**REQUIRED TASK**. Write the next part of the page about Southern Innovator magazine below, continuing after its final sentence.

** Start of QUOTED PASSAGE **

“What a tremendous magazine your team has produced! It’s a terrific tour de force of what is interesting, cutting edge and relevant in the global mobile/ICT space… Really looking forward to what you produce in issues #2 and #3. This is great, engaging, relevant and topical stuff.”
Southern Innovator was initially launched in 2011 with the goal of inspiring others (just as we had been so inspired by the innovators we contacted and met). The magazine seeks to profile stories, trends, ideas, innovations and innovators overlooked by other media. The magazine grew from the monthly e-newsletter Development Challenges, South-South Solutions published by the United Nations Office for South-South Cooperation (UNOSSC) since 2006.
Issue 6’s theme has been decided on: it will focus on Science, Technology and Innovation. For this issue, Southern Innovator is seeking invitations from cutting-edge knowledge and science innovators in the global South to view their work. Time is tight, so don’t miss this opportunity to let the whole global South know about your work. In the past, Southern Innovator has visited green pioneers in Cuba, a smart city in South Korea and an eco-city in China.
Contact me if you wish to receive a copy/copies of the magazine for distribution. Follow @SouthSouth1.

** End of QUOTED PASSAGE **
** Start of RAW DATA **

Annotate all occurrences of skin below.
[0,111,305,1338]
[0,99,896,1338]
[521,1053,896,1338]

** End of RAW DATA **
** Start of RAW DATA **

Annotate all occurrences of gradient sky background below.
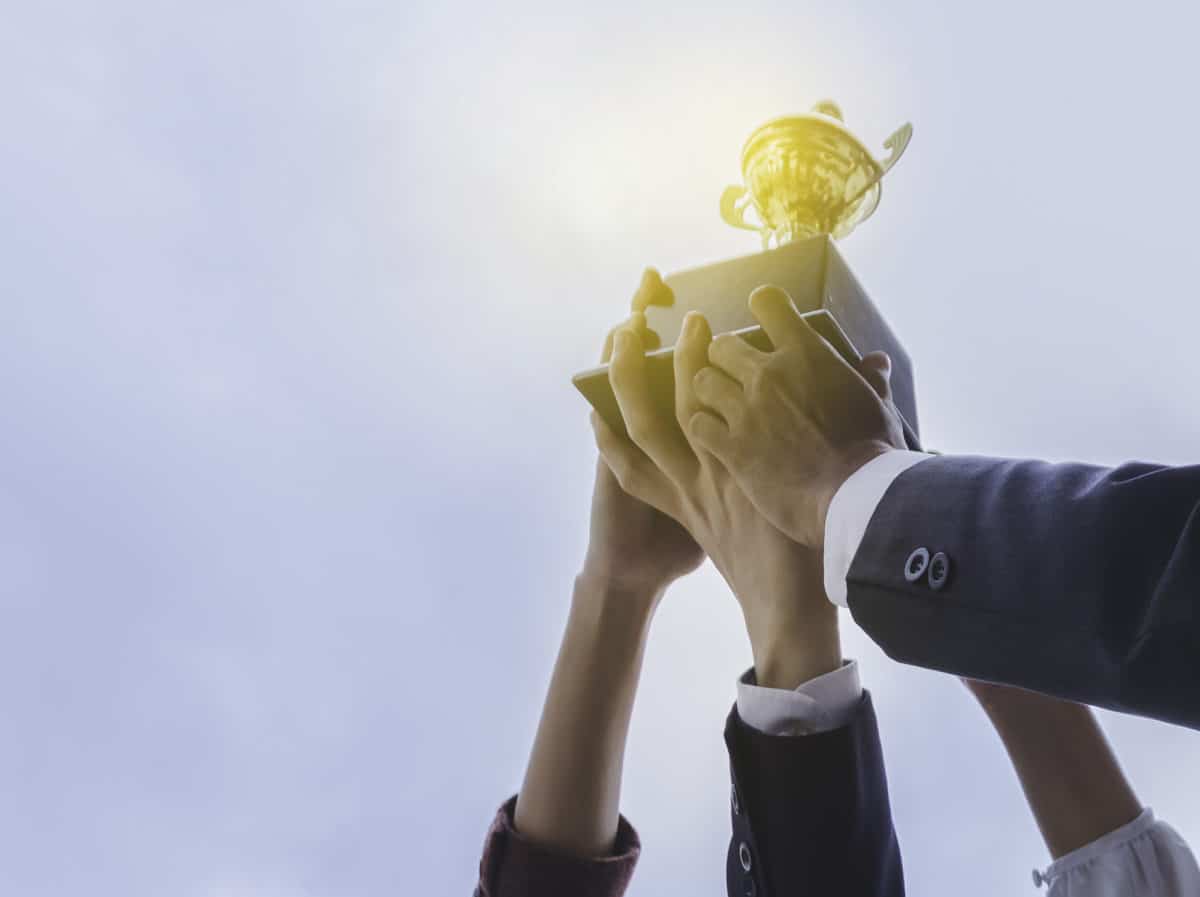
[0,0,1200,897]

** End of RAW DATA **

**OUTPUT BELOW**.
“The e-newsletter Development Challenges, South-South Solutions proved to be a timely and prescient resource on the fast-changing global South, tracking the rise of an innovator culture driven by the rapid adoption of mobile phones and information technology …
“In 2010, work began on the development of the world’s first magazine dedicated to the 21st-century innovator culture of the global South. My goal was to create a magazine that would reach across countries and cultures, meet the UN’s standards, and inspire action. Southern Innovator was the result. Mr. [David] South played a vital role in the magazine’s development from its early conception, through its various design prototypes, to its final global launch and distribution.
“Both the e-newsletter and magazine raised the profile of South-South cooperation and have been cited by readers for inspiring innovators, academics, policy makers and development practitioners in the United Nations and beyond.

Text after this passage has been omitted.